What you have to do:
Restate word for word the lines from the one containing "Domain: lane-usage study. Target: brown" through the end of the listing below, with both ends included.

Data for this exercise:
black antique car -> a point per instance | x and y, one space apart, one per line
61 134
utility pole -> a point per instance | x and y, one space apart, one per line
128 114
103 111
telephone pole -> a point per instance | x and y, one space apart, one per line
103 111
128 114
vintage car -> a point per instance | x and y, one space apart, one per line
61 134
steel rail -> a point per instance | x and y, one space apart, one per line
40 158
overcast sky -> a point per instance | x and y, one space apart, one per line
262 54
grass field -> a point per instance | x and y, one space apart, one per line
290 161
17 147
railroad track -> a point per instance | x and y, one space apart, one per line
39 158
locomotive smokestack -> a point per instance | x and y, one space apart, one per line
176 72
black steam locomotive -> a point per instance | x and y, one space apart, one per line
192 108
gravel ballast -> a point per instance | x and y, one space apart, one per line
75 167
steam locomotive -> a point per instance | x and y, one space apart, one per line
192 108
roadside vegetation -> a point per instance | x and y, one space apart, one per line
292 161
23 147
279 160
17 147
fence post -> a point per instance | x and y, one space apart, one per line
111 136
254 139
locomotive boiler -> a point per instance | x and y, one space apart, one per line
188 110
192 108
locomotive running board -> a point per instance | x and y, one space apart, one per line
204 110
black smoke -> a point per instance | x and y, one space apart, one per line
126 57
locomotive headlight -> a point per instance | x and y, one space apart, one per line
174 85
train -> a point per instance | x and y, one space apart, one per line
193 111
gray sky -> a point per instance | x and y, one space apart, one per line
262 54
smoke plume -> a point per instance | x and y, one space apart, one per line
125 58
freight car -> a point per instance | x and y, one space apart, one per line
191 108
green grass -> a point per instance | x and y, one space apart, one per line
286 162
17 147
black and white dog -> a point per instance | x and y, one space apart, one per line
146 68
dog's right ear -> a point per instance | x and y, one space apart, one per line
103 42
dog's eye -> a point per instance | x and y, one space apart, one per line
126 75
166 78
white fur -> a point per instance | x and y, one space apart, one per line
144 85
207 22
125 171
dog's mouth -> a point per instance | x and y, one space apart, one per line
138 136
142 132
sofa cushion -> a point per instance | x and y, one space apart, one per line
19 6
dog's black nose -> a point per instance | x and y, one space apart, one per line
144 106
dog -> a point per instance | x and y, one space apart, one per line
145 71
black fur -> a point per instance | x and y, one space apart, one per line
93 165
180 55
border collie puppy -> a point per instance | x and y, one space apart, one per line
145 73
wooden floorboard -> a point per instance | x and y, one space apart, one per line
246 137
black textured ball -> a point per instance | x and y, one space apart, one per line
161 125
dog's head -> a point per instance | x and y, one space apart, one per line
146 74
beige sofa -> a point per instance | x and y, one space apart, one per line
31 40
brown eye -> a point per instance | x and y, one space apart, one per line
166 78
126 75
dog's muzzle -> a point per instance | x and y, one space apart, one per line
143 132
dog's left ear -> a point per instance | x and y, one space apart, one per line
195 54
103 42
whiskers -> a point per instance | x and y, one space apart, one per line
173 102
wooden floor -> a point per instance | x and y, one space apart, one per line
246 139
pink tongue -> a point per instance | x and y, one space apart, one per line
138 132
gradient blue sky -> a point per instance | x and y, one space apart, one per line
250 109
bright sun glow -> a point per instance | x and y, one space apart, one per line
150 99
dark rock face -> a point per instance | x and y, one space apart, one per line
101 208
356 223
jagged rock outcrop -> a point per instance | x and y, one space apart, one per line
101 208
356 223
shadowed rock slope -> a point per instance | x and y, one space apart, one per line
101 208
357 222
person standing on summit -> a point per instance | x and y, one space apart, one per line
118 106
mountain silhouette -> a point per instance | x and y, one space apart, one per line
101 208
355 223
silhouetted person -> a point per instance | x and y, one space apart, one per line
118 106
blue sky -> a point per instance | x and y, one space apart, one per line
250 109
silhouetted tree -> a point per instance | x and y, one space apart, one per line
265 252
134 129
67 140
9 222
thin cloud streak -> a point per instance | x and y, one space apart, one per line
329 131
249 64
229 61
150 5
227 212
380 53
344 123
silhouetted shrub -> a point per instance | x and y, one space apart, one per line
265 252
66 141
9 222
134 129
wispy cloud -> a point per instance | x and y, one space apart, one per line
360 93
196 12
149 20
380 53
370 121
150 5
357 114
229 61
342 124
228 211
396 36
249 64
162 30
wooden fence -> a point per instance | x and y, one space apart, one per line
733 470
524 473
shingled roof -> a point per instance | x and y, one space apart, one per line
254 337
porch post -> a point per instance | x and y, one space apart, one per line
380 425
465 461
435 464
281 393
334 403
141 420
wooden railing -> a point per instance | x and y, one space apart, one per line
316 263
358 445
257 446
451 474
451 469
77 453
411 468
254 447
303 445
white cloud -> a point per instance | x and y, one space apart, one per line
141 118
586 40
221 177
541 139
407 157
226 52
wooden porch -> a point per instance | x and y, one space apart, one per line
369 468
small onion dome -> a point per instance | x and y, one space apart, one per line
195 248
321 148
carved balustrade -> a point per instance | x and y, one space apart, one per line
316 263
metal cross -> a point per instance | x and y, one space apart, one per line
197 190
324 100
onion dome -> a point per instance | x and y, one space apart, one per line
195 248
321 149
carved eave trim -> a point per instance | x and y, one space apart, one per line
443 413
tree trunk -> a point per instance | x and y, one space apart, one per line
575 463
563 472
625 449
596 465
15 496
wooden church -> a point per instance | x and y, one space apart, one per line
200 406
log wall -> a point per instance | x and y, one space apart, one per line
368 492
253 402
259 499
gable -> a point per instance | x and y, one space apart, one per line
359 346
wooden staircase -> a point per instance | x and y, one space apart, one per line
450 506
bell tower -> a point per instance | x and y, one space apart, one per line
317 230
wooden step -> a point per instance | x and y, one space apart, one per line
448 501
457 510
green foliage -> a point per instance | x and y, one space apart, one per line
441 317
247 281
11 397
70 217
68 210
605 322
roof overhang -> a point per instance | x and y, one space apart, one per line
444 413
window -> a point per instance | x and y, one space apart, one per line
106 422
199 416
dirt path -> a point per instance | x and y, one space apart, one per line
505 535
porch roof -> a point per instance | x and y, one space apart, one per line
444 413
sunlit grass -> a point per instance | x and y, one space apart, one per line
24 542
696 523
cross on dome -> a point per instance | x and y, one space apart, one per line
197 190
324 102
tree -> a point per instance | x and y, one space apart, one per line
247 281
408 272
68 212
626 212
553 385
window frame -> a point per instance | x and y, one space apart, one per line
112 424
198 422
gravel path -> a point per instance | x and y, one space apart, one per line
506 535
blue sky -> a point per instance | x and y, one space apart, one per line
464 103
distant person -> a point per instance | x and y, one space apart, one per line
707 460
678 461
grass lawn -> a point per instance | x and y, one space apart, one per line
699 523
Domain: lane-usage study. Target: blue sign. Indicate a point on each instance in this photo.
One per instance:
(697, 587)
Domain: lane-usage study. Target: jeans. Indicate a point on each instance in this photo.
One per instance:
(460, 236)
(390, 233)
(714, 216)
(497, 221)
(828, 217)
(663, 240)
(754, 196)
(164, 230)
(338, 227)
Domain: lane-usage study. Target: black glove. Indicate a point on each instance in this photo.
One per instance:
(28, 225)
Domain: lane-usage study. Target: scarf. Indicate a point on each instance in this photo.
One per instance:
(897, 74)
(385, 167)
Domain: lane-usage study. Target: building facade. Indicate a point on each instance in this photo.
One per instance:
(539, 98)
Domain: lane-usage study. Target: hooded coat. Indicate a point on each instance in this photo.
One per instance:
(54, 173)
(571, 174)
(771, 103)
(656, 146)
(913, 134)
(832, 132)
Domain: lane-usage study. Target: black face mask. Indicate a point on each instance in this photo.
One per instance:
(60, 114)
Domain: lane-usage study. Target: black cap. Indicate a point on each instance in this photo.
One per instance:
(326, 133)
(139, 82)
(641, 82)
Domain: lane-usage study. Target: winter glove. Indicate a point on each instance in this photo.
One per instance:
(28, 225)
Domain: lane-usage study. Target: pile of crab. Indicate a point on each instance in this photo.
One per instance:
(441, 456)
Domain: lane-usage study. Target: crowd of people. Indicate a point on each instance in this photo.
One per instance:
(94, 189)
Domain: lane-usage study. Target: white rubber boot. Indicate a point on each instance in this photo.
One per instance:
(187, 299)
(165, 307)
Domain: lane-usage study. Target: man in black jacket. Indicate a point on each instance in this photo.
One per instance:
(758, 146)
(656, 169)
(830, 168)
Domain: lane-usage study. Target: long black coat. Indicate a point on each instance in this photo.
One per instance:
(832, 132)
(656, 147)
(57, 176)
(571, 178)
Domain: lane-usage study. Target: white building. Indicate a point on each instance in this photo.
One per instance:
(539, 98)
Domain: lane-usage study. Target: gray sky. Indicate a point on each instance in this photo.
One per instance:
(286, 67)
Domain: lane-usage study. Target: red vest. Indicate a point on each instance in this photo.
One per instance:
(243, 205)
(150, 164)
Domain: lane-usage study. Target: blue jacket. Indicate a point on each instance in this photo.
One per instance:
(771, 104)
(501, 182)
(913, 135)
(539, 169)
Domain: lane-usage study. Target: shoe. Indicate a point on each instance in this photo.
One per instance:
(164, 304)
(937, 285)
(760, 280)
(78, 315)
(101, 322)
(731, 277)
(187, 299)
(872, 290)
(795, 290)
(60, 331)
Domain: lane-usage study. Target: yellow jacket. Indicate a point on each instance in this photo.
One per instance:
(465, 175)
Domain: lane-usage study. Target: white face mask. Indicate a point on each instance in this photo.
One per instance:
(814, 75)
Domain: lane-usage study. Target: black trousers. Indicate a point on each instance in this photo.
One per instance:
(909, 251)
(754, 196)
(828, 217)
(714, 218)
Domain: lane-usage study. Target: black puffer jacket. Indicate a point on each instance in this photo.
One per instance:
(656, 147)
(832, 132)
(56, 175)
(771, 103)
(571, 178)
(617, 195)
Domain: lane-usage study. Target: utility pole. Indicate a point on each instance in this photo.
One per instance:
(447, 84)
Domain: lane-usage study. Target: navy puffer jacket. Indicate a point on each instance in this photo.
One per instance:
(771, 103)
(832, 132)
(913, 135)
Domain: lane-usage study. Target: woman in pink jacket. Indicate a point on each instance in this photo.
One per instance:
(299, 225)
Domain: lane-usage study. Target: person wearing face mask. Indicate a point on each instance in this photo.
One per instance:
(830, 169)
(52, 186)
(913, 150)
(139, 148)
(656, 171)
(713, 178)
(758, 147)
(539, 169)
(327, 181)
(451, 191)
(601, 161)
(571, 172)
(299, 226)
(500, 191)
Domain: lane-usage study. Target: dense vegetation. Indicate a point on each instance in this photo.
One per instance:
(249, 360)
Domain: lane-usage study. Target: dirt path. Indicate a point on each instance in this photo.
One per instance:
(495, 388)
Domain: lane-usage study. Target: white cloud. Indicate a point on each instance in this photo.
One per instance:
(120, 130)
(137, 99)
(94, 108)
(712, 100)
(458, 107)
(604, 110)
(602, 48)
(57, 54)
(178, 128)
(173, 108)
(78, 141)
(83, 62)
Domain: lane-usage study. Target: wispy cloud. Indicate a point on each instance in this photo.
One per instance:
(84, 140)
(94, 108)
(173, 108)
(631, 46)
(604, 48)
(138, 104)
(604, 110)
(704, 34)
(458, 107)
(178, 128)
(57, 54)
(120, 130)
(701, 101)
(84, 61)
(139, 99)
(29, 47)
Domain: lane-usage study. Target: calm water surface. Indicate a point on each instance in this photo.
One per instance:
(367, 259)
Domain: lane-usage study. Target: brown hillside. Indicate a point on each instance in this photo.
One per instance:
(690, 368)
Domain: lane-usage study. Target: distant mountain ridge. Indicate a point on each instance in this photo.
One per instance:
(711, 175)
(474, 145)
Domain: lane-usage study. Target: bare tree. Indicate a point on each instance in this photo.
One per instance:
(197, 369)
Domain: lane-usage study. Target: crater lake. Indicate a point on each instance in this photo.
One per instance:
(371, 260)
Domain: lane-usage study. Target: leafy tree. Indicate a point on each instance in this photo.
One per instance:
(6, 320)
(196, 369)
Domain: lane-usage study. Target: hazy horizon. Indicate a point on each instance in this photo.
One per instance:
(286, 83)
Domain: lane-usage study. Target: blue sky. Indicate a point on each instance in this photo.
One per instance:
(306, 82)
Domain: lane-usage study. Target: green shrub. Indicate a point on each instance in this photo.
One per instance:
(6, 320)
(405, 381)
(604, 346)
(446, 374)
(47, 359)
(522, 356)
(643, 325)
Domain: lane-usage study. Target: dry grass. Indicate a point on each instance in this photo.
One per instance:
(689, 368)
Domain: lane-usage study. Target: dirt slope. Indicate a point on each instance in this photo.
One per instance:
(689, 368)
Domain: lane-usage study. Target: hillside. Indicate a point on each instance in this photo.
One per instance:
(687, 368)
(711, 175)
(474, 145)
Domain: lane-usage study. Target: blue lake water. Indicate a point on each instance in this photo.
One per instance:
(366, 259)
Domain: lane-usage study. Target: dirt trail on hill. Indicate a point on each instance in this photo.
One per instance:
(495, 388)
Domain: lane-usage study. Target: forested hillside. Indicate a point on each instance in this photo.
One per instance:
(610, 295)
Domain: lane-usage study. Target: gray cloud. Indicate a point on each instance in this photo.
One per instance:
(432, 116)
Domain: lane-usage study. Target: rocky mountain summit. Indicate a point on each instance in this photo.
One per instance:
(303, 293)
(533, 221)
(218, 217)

Result of this task:
Domain: lane-usage study. Target: brown hillside. Indicate a point on each instance in this photo.
One per instance:
(690, 368)
Domain: lane-usage study. Target: distant mountain ridge. Indicate a point on each instance in this photo.
One per instance:
(711, 175)
(474, 145)
Domain: lane-usage study. Target: bare tree. Indicate a point on each instance in this photo.
One per instance:
(197, 369)
Domain: lane-usage study. Target: crater lake. Indicate a point on each instance in this photo.
One per instance:
(371, 260)
Domain: lane-usage study. Target: leafy tree. Indicate a point on each instance in this photo.
One per instance:
(6, 320)
(196, 369)
Domain: lane-usage study. Target: hazy horizon. Indicate a point on each instance in this photo.
One per instance:
(286, 83)
Domain: lane-usage study. Target: blue sky. Indicate a point on each instance in this photo.
One per instance:
(306, 82)
Domain: lane-usage study. Target: green shrub. Indicate a point on each instance in this photo.
One per instance:
(6, 320)
(405, 381)
(604, 346)
(446, 374)
(47, 359)
(522, 356)
(643, 325)
Domain: lane-usage study. Target: dry grass. Indicate a point on each instance in this photo.
One per instance:
(689, 368)
Domain: lane-usage study. Target: dirt slope. Indicate a point on each instance in this photo.
One per instance:
(689, 368)
Domain: lane-usage study. Target: hillside. Indicate a point on each instance in this photo.
One per instance:
(687, 368)
(711, 175)
(474, 145)
Domain: lane-usage study. Target: blue lake water. Indicate a point on each instance in this photo.
One per instance:
(366, 259)
Domain: lane-usage study. Target: dirt trail on hill. Indicate a point on each instance in this photo.
One per instance:
(495, 388)
Domain: lane-usage study. Target: forested hillside. Indicate a point on each instance in this photo.
One per instance:
(610, 295)
Domain: lane-usage study. Target: gray cloud. Indicate a point on each instance in this photo.
One per instance:
(432, 116)
Domain: lane-usage study. Target: rocky mountain summit. Indicate a point on each instance in this photo.
One per instance:
(303, 293)
(533, 221)
(218, 217)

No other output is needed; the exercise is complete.